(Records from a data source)

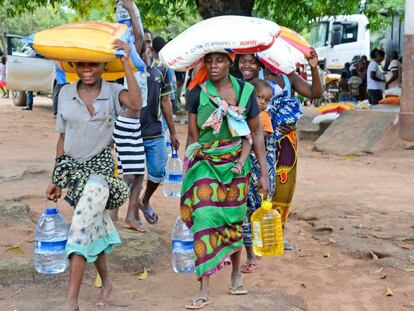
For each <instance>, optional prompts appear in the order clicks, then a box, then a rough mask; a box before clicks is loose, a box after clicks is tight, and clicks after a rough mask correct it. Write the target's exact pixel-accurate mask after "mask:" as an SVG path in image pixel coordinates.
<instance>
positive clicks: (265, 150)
mask: <svg viewBox="0 0 414 311" xmlns="http://www.w3.org/2000/svg"><path fill="white" fill-rule="evenodd" d="M233 60H234V57H233V55H231V54H223V53H211V54H208V55H206V56H205V57H204V64H205V69H206V71H207V76H208V80H207V81H198V84H197V85H194V84H192V83H190V87H191V86H192V87H193V88H192V89H191V90H190V91H189V93H188V96H187V101H186V106H185V108H186V110H187V111H188V113H189V115H188V136H187V142H186V158H187V159H188V164H187V171H186V173H185V177H184V182H183V188H182V192H181V194H182V195H181V207H180V210H181V217H182V219H183V221H184V222H185V223H186V224H187V226H188V227H190V228H192V231H193V232H194V240H195V246H194V248H195V258H196V261H195V265H196V276H197V279H198V280H199V281H200V290H199V293H198V294H197V295H196V296H195V297H194V298H193V300H192V302H191V304H189V305H187V306H186V308H188V309H200V308H202V307H204V306H205V305H206V304H209V303H210V300H209V297H208V294H209V277H210V276H211V275H212V274H214V273H215V272H217V271H219V270H220V269H221V268H222V267H223V266H224V265H226V264H228V263H231V265H232V273H231V279H230V294H233V295H244V294H247V293H248V291H247V289H246V288H245V286H244V285H243V282H242V279H241V272H245V273H251V272H254V271H255V269H256V267H257V263H256V258H255V255H254V253H253V251H252V239H251V228H250V217H251V215H252V213H253V212H254V211H255V210H256V209H257V208H259V207H260V205H261V201H262V199H261V195H263V196H264V197H269V198H271V201H272V203H273V207H274V208H275V209H277V210H278V211H279V212H280V214H281V215H282V222H283V225H284V224H285V223H286V220H287V217H288V214H289V208H290V206H291V202H292V197H293V193H294V189H295V183H296V168H297V141H296V135H295V129H296V123H295V121H297V120H298V118H299V117H300V115H301V107H300V102H299V101H298V100H297V99H295V98H294V97H293V94H294V92H297V93H298V94H301V95H302V96H306V97H308V98H319V97H320V96H321V95H322V86H321V81H320V79H319V73H318V69H317V65H318V60H317V55H316V53H315V51H313V53H312V57H311V58H310V59H309V64H310V66H311V71H312V77H313V83H312V85H310V84H308V83H307V82H306V81H305V80H304V79H303V78H302V77H301V76H299V75H298V74H297V73H292V74H290V75H288V76H286V75H275V74H273V73H271V72H267V74H266V78H267V80H262V79H259V73H260V71H261V69H262V68H264V66H263V65H262V64H261V63H260V62H259V60H258V59H257V58H256V57H255V56H254V55H253V54H244V55H240V57H239V59H238V67H239V68H238V69H239V70H240V72H241V74H242V76H243V79H242V80H238V79H236V78H235V77H233V76H232V75H230V74H229V71H230V68H231V66H232V65H233ZM250 83H251V84H253V85H254V90H253V87H252V85H251V84H250ZM229 110H237V111H239V112H240V111H241V113H242V114H243V116H244V118H245V120H246V123H247V125H248V127H249V129H250V132H251V140H252V142H251V147H252V149H253V153H251V155H250V157H249V158H247V159H245V161H244V158H243V154H244V153H245V149H246V145H247V144H248V142H247V139H246V138H243V137H240V136H236V137H235V136H233V135H232V133H231V118H232V117H233V113H231V112H229ZM282 110H283V112H282ZM218 111H221V112H223V114H224V116H225V117H223V119H222V124H219V125H217V124H214V123H213V124H211V122H209V120H210V119H211V117H212V116H215V113H218ZM282 114H284V117H285V118H286V119H290V120H294V121H293V122H291V123H283V122H280V116H281V115H282ZM229 128H230V129H229ZM235 168H236V169H235ZM243 244H244V245H245V247H246V252H247V261H246V263H244V264H241V251H242V245H243ZM285 248H286V249H287V250H289V249H292V245H291V244H290V243H289V242H288V241H285Z"/></svg>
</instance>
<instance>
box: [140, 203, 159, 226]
mask: <svg viewBox="0 0 414 311" xmlns="http://www.w3.org/2000/svg"><path fill="white" fill-rule="evenodd" d="M138 206H139V208H140V210H141V212H142V213H143V214H144V217H145V220H146V221H147V222H148V223H149V224H150V225H155V224H156V223H157V222H158V215H157V214H156V213H155V211H154V209H153V208H152V207H151V205H150V203H149V201H148V202H141V203H139V205H138Z"/></svg>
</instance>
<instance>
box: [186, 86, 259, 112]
mask: <svg viewBox="0 0 414 311" xmlns="http://www.w3.org/2000/svg"><path fill="white" fill-rule="evenodd" d="M237 82H238V83H239V84H240V89H241V90H242V89H243V87H244V83H245V82H243V81H240V80H237ZM200 92H201V87H200V86H197V87H195V88H194V89H192V90H191V91H190V93H189V94H188V96H187V100H186V104H185V110H187V111H188V112H190V113H195V114H196V113H197V110H198V106H199V105H200ZM259 113H260V108H259V105H258V104H257V100H256V95H255V93H252V95H251V96H250V98H249V101H248V103H247V105H246V117H247V118H248V119H251V118H254V117H257V116H258V115H259Z"/></svg>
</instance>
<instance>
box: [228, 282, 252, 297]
mask: <svg viewBox="0 0 414 311" xmlns="http://www.w3.org/2000/svg"><path fill="white" fill-rule="evenodd" d="M248 293H249V291H248V290H247V289H246V288H245V287H244V285H243V284H239V285H237V286H235V287H230V295H247V294H248Z"/></svg>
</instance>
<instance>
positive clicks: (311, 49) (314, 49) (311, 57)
mask: <svg viewBox="0 0 414 311" xmlns="http://www.w3.org/2000/svg"><path fill="white" fill-rule="evenodd" d="M308 62H309V66H311V67H312V68H317V67H318V53H316V51H315V49H314V48H312V49H311V55H310V57H309V58H308Z"/></svg>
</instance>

## Problem details
Look over the records above and copy each line that includes the string "clicks".

## The answer
For each <instance>, optional prompts appear in the order clicks, then a box, then a rough mask; a box before clicks is loose, a box after clicks is tight, and clicks after a rough mask correct it. Write the target's exact pixel-accurate mask after "mask:" as an SVG path in image pixel coordinates.
positive clicks: (265, 150)
positive clicks: (311, 49) (314, 49) (311, 57)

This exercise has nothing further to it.